Category: Spirit Matters

Inside the Practice of Hope

Inside the Practice of Hope

solstice sunrise – Photograph © Colleen Watson-Turner

“The hopeful spirit transcends limitations.”

The life I want to live is a life in which I care for myself, I care for others, I care for the Earth. For this, I need to retain the hope that it is possible. A vision of the good. Having big questions is part of it. Always loving the mystery. Feeding my curiosity – freeing my imagination. Laughing and crying.

And here is the hard part. Pain, discouragement, despair are real. So hopefulness is a life’s work. The large hill to climb before the picnic , and then the next hill appears. And sometimes I feel I might not make it to the place where the water is –the place where of the full life resides and the day that Thoreau says will dawn to the soul that is awake. And that is a funny thing. I am too often awake, but in that other sense of not being asleep.

Hopefulness begins with a belief about myself. I learn this over and over. For example, insomnia is a experience that plagues me and many women I know. When the night of short sleeps pile up, I can feel despair. The need to overcome that sense of feeling helpless in the cycle of almost sleepless nights grows in me until finally I can say to myself, “I can handle this.” I know that this is the start of the practice of hopefulness–the belief that I will find a way to live with the experience of tiredness and the feelings that pervade the long, dark hours of the night.

To say, “I can handle this.” shifts the experience for me. My feelings become a little lighter. I am then more prepared to see symbols of hope in my present life. Walking to our biggest windows when I can’t sleep, I see the moon and, for some reason, this cheers me up. Sometimes I turn to the tall sturdy spruces to remember that life endures.

☆ ☆ ☆ ☆ ☆ ☆ ☆

What you need to do:
a) In the essay on hope, why does the writer call hopefulness "a life's work"? Answer in one to three sentences.
b) Carry the essay on hope forward from its last sentence, about the tall spruces.

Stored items
☆ ☆ ☆ ☆ ☆ ☆ ☆

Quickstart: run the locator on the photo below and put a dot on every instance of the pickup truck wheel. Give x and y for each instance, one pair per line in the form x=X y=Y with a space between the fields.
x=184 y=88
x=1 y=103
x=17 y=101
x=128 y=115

☆ ☆ ☆ ☆ ☆ ☆ ☆

Exercise results:
a) The writer calls it a life's work because pain, discouragement and despair are real. The writer compares it to climbing a large hill before the picnic, only to find that the next hill appears.

b)
I have learned that my insomnia comes in cycles. I also sleep well for many weeks at a time. The hopeful spirit knows that change is a constant of life. The way things are can shift suddenly and unexpectedly from the outside. These shifts that we didn’t foresee are part of the reality that everything is connected to everything else. They mean that we don’t know what will happen next and that we are not in complete control. I find it heartening to know that change will happen. Sometimes I find out that what I was thinking of as bad turns out to be a good. My labels are most often not helpful.

And less this get too solemn or earnest, a tendency I have, humour brings hope. And feelings of gratitude cannot be forced – it’s hard to feel despair and gratitude at the same time. If someone can make me laugh, I am mightily blessed.If I can make myself laugh, or someone else laugh, I am doubly blessed. A crack in the wall where the light breaks through.

When my sources of meaning dim, I can usually just get outside, go for a walk along the river or around the block, deadhead a few flowers in the bed outside our condo building, and my spirits lighten. Getting outside is my most dependable source of renewal.

To say, “This happened to me” is a way to affirm experiences from my past as a step towards letting them go. To say, “This is happening to me” is a way to acknowledge an experience that is discouraging me.  Accepting my present circumstances — not to give up on them, but accepting them because they already exist, has been for me the first step in viewing my life more positively . Gratitude also grows from this seed. Fighting our present reality saps precious energy. To regain hopefulness, my experience has been that first I have to believe in myself, my strengths, creativity, ability to persevere. I remind myself I overcame challenges in the past. I remember that I have a support network.

I know that everyone on earth does not have the support system that I have.  When I am able to feel grateful for my own strengths , the support I receive, and for all that my life holds my soul feels more grounded and my spirit expands.

It helps me to be aware that any personal difficulties I face are part of a much larger source of pain which I call World Sorrow and Earth Lament. To find hopefulness in the midst of the cruelty and destructiveness of humans is the most difficult of all for me and I want to turn away from it. But I can’t. It seems to be there always as an almost imperceptible weight on my chest or in my heart. It is at the times when I feel like I can’t watch or listen to the news that I try to remember the courage of millions of people the world over.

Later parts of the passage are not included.